Task: Output each of the following records line for line, without any changes.

[Boundary labeling items]

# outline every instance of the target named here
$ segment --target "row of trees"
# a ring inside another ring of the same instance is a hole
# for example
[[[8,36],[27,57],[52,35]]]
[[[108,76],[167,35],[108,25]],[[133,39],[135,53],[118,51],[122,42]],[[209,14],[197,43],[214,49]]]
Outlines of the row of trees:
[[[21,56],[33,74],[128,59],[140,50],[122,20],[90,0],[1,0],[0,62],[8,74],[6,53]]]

Correct result:
# outline every instance of the target named here
$ segment --target "row of trees"
# a ring inside another ring of the same instance is a hole
# for example
[[[8,36],[27,57],[52,35]]]
[[[108,76],[167,35],[108,25]],[[133,39],[135,53],[118,51],[122,42]],[[209,14],[197,43],[214,49]]]
Outlines of the row of trees:
[[[21,56],[33,74],[128,59],[140,50],[122,20],[90,0],[1,0],[0,62],[8,74],[6,53]]]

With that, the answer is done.